• **Tasks**
1. Translate this sentence from the vaccine article into Spanish: "Fauci agreed that a vaccine which prevents infection would be even better."
2. Copy out the vaccine article's passage word for word, beginning at the words "So even if we" and stopping after "medical journal BMJ.".

• **Excerpt provided**

▽

Tuesday, October 27, 2020

Why we won’t feel the full impact of vaccines until next year

There’s a lot of hope pinned to vaccines, but it’s important that people understand that even if a vaccine is authorized soon, we won’t fully feel the effects of it until next year. It will take time to vaccinate the initial groups of people and frontline workers with the required two doses that many of the early vaccine candidates require, according to former US Food and Drug Administration Commissioner Dr. Scott Gottlieb.

 

“The vaccine is not going to affect the contours of what we’re going to go through in the next two or three months,” he said.

 

So even if we have a vaccine, we won’t be able to let up on masking and physical distancing in the near future.


What’s also important to note is that we won’t know from the vaccine trials if these vaccines will actually save lives. Rather, the ongoing trials are only designed to show if the vaccines prevent infection – and most infections are mild, said Peter Doshi, a drug development specialist at the University of Maryland.

 

"None of the trials currently under way are designed to detect a reduction in any serious outcome such as hospital admissions, use of intensive care, or deaths. Nor are the vaccines being studied to determine whether they can interrupt transmission of the virus," Doshi wrote in the the medical journal BMJ.

Dr. Anthony Fauci, director of the National Institute of Allergy and Infectious Diseases, said this week, “The primary thing you want to do is that if people get infected, prevent them from getting sick, and if you prevent them from getting sick, you will ultimately prevent them from getting seriously ill.”

Fauci agreed that a vaccine which prevents infection would be even better.

“If the vaccine also allows you to prevent initial infection, that would be great,” he said, “But what I would settle for – and all of my colleagues would settle for – is the primary endpoint to prevent clinically recognizable disease.”

△

• **Material supplied**

▽

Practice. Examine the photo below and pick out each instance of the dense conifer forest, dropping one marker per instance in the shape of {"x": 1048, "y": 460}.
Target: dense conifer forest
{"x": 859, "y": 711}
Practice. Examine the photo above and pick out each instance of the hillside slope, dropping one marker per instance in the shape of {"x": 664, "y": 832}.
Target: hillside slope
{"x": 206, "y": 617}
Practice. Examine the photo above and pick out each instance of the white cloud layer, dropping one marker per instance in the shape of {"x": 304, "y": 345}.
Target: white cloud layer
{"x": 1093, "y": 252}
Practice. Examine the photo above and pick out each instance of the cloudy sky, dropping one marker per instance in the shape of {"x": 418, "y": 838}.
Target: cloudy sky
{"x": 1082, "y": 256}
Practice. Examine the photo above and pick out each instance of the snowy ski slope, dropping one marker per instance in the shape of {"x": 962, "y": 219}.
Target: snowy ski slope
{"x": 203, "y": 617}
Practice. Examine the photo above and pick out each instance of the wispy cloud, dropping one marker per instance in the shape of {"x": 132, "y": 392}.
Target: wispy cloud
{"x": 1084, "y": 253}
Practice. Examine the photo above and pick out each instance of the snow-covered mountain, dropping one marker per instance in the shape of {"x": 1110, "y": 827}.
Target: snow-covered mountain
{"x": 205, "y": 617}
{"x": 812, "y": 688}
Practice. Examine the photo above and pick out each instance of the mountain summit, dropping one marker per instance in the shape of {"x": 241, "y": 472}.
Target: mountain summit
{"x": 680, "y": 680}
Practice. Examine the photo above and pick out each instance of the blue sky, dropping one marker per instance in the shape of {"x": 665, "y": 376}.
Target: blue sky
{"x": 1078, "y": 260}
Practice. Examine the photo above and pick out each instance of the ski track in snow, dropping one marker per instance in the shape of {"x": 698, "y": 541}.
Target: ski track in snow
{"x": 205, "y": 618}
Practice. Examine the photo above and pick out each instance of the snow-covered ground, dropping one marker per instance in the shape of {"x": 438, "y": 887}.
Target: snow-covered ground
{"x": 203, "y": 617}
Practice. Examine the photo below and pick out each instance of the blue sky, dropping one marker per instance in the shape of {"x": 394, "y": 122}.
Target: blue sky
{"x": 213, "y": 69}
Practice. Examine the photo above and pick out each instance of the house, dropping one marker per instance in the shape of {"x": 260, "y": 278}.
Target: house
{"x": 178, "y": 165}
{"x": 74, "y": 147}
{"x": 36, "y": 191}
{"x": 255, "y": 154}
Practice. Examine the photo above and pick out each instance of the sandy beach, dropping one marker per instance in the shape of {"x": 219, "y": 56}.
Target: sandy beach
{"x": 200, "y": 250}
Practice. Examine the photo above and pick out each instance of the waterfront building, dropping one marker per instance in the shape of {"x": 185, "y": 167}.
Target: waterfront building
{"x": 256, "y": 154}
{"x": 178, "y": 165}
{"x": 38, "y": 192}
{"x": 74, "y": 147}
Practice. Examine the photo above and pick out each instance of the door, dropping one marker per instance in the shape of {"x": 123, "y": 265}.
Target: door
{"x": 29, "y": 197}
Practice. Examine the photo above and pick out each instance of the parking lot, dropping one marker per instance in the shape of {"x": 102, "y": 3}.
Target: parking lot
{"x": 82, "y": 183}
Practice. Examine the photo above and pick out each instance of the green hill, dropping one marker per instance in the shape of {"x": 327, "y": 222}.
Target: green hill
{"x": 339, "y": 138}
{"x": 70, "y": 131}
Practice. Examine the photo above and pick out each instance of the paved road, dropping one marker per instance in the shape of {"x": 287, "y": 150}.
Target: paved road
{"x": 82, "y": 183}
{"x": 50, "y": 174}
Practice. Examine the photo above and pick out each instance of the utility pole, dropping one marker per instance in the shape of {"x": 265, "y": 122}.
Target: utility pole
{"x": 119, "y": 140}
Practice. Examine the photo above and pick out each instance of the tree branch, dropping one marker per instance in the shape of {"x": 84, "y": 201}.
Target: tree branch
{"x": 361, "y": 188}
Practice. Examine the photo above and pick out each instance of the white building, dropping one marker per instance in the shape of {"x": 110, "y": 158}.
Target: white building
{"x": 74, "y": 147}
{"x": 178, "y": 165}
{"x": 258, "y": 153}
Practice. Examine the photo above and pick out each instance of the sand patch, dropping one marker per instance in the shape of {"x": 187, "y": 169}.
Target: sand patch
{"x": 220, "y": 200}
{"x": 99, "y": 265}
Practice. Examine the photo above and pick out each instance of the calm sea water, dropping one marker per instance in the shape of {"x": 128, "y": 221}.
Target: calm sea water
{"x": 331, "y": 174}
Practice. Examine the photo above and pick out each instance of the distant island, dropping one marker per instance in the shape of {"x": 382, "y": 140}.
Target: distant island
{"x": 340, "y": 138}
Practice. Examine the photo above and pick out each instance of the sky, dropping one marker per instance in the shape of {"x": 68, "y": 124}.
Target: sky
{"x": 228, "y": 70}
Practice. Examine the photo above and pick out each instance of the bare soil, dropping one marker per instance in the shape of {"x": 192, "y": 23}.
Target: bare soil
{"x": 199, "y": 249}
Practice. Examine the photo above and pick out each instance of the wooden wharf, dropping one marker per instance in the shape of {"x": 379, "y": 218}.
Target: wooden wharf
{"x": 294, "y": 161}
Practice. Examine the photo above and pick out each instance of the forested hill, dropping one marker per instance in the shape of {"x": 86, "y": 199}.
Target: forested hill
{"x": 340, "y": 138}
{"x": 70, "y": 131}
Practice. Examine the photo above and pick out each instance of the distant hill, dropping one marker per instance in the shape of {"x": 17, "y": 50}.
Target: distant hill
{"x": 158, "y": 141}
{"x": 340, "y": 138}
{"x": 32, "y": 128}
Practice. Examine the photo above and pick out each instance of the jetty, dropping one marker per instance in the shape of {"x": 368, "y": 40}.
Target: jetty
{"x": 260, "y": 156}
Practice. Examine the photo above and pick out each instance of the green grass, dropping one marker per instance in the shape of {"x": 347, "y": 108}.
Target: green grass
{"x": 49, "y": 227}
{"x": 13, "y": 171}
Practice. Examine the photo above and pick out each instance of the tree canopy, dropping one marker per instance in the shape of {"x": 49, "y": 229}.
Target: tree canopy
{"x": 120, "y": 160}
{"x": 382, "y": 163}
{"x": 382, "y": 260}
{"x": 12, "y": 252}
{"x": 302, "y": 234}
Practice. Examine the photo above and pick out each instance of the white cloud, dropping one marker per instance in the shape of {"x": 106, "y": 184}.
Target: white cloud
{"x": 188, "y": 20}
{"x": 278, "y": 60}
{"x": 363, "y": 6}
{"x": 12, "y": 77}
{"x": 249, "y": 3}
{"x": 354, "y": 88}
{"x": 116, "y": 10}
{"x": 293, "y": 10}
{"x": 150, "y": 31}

△

• **Exercise answers**
1. Fauci coincidió en que una vacuna que previniera la infección sería aún mejor.

2.
So even if we have a vaccine, we won’t be able to let up on masking and physical distancing in the near future.


What’s also important to note is that we won’t know from the vaccine trials if these vaccines will actually save lives. Rather, the ongoing trials are only designed to show if the vaccines prevent infection – and most infections are mild, said Peter Doshi, a drug development specialist at the University of Maryland.

 

"None of the trials currently under way are designed to detect a reduction in any serious outcome such as hospital admissions, use of intensive care, or deaths. Nor are the vaccines being studied to determine whether they can interrupt transmission of the virus," Doshi wrote in the the medical journal BMJ.